CHALLENGE ->
Could you repeat every one of the lines below word for word, leaving out the pictures?

SUPPLIED MATERIAL ->

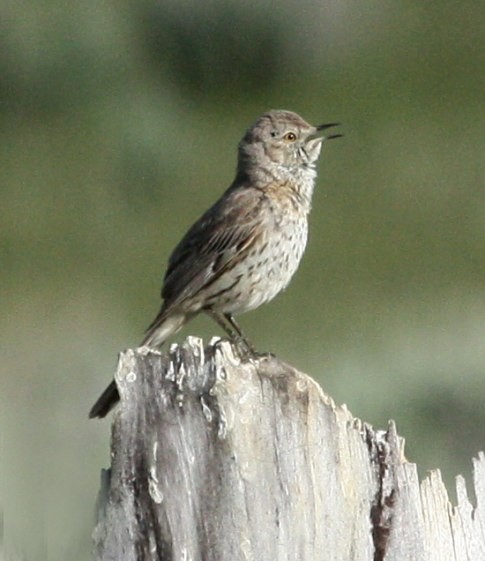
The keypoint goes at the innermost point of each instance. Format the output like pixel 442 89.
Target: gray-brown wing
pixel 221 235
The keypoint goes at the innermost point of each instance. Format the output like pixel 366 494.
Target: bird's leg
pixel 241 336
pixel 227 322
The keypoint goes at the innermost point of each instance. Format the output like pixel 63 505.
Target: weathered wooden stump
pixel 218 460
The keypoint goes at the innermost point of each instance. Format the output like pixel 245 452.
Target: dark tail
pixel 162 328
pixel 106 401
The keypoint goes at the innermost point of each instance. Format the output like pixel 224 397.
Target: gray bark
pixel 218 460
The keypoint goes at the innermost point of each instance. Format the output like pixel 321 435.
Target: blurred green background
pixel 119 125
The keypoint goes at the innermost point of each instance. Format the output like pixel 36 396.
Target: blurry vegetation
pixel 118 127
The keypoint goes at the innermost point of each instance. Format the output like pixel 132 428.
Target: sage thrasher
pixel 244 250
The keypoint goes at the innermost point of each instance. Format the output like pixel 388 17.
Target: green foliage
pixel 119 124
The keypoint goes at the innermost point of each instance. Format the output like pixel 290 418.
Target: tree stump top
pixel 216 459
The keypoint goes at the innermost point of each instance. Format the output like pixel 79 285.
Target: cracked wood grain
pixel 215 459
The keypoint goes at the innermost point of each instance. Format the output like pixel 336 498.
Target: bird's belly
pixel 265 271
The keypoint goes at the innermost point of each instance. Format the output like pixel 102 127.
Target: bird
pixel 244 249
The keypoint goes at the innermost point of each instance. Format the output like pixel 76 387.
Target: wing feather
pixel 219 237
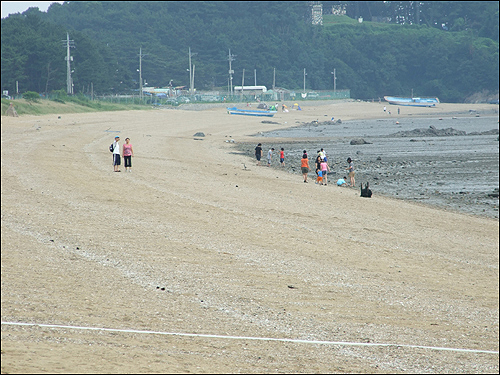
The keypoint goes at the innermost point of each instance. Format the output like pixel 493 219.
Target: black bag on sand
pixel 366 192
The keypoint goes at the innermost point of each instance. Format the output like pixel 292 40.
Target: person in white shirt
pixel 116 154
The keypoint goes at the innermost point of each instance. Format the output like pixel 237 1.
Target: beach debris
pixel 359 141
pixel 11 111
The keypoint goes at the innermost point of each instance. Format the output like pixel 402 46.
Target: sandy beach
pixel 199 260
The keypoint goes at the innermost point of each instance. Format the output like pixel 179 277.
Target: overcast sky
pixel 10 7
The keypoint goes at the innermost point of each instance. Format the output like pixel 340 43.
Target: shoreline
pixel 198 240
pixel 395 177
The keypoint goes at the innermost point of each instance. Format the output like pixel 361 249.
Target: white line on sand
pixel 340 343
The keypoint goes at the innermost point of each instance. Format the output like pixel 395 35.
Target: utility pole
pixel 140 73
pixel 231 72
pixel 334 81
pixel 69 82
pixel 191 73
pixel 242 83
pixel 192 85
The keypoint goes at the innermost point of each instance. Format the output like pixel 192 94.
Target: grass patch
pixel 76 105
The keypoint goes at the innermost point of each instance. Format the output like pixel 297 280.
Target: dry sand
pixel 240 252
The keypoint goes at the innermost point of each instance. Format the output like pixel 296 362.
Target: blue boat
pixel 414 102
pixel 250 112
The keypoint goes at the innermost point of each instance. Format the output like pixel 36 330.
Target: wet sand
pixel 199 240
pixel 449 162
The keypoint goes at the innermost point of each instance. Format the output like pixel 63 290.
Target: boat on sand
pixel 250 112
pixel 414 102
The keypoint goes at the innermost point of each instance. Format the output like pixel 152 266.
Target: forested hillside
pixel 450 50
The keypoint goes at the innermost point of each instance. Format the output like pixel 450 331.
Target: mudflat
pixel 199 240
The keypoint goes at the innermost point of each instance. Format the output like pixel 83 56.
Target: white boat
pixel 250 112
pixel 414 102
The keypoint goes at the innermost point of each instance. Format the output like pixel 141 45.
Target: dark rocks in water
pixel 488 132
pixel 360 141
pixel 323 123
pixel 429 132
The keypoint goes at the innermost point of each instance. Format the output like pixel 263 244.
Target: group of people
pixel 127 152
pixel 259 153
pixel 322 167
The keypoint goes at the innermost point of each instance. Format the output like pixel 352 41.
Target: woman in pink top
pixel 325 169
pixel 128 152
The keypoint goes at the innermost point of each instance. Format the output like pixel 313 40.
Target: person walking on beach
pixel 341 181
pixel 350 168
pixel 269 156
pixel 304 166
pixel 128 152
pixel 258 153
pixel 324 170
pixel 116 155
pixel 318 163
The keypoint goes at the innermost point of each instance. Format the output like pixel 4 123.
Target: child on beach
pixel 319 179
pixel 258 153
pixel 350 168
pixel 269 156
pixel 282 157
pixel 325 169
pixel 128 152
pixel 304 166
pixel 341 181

WRITTEN ANSWER ->
The keypoint goes at the innermost point of each instance. Format the output like pixel 442 89.
Target: gray-brown wing
pixel 221 235
The keypoint goes at the innermost point of each instance. Format the output like pixel 366 494.
Target: bird's leg
pixel 241 336
pixel 227 322
The keypoint goes at the innermost point of each instance. Format the output like pixel 63 505.
Target: weathered wooden stump
pixel 218 460
The keypoint goes at the innermost point of each instance. Format the output like pixel 245 452.
Target: dark tail
pixel 162 328
pixel 106 401
The keypoint goes at the innermost point of each instance. Format the output like pixel 224 397.
Target: gray bark
pixel 218 460
The keypoint goes at the innermost point of each instance. Format the output like pixel 321 435.
Target: blurred green background
pixel 119 125
The keypoint goes at the innermost point of each instance. Format the output like pixel 36 396.
Target: blurry vegetation
pixel 118 127
The keypoint goes at the innermost point of each instance. Format the output like pixel 132 428.
Target: sage thrasher
pixel 244 250
The keypoint goes at the innermost point of each instance. Format the output like pixel 388 17.
Target: green foliage
pixel 119 124
The keypoint goes at the innermost point of each instance. Format the output like pixel 290 418.
Target: tree stump top
pixel 216 459
The keypoint goes at the innermost point of each instance. Format the output like pixel 79 285.
Target: cracked wood grain
pixel 215 459
The keypoint goes at the innermost point of each instance. Format the output like pixel 336 498.
Target: bird's belly
pixel 265 271
The keypoint goes at the innermost point of each instance. Format the output like pixel 102 127.
Target: bird
pixel 244 249
The keypoint goes at the innermost point of each instance. Format the output like pixel 76 387.
Target: wing feather
pixel 219 237
The keypoint goes at the innermost point of each instance. Format the output like pixel 493 219.
Target: black bag on sand
pixel 366 192
The keypoint goes at the innermost point of each instance. Format the output like pixel 292 40.
Target: person in white shirt
pixel 116 154
The keypoint goes at the innermost point of each instance. Format the output like pixel 237 1.
Target: beach debris
pixel 359 141
pixel 11 111
The keypoint goes at the innermost point of each instance. Format the output like pixel 402 46.
Target: sandy beach
pixel 199 260
The keypoint goes at the innermost point of each instance. Format the output like pixel 179 277.
Target: overcast sky
pixel 10 7
The keypoint goes at the innermost point of each instance. Format the output like pixel 340 43.
Target: shoreline
pixel 198 240
pixel 395 177
The keypoint goes at the innermost point of each instance. Format the output like pixel 361 249.
Target: white line on sand
pixel 340 343
The keypoint goes at the innermost point of each instance. Format the output like pixel 395 35.
Target: utility pole
pixel 140 73
pixel 231 72
pixel 334 81
pixel 69 82
pixel 191 73
pixel 242 83
pixel 192 85
The keypoint goes at the innermost point of each instance. Format the output like pixel 192 94.
Target: grass patch
pixel 76 105
The keypoint goes at the innermost point of each instance. Format the output like pixel 297 280.
Target: dry sand
pixel 240 252
The keypoint goes at the innermost point of each instance. Format the output like pixel 296 362.
Target: blue boat
pixel 414 102
pixel 250 112
The keypoint goes at the innermost point of each instance. Format the output like pixel 36 330.
Target: wet sand
pixel 199 240
pixel 449 162
The keypoint goes at the innermost point of each instance. Format the output like pixel 63 290.
Target: boat on sand
pixel 250 112
pixel 414 102
The keypoint goes at the innermost point of each instance. Format the output like pixel 152 266.
Target: forested hillside
pixel 450 50
The keypoint goes at the innermost point of each instance. Format the output like pixel 450 331.
Target: mudflat
pixel 199 240
The keypoint goes at the innermost point of each instance. Format the output like pixel 83 56.
Target: white boat
pixel 250 112
pixel 414 102
The keypoint goes at the innermost point of each instance. Format the output like pixel 141 45.
Target: dark rocks in water
pixel 488 132
pixel 360 141
pixel 323 123
pixel 429 132
The keypoint goes at the innermost point of each instance. Format the output like pixel 263 244.
Target: group of people
pixel 127 152
pixel 259 153
pixel 322 167
The keypoint goes at the innermost point of each instance. Format the output like pixel 352 41.
Target: woman in pink top
pixel 325 169
pixel 128 152
The keypoint goes at the innermost point of each instance. Format the output like pixel 313 40.
Target: person walking on beach
pixel 341 181
pixel 350 168
pixel 269 156
pixel 304 166
pixel 128 152
pixel 258 153
pixel 324 170
pixel 116 155
pixel 318 163
The keypoint goes at the innermost point of each instance. Format the output like pixel 4 123.
Target: child on beach
pixel 319 179
pixel 258 153
pixel 350 168
pixel 269 156
pixel 282 157
pixel 325 169
pixel 128 152
pixel 304 166
pixel 341 181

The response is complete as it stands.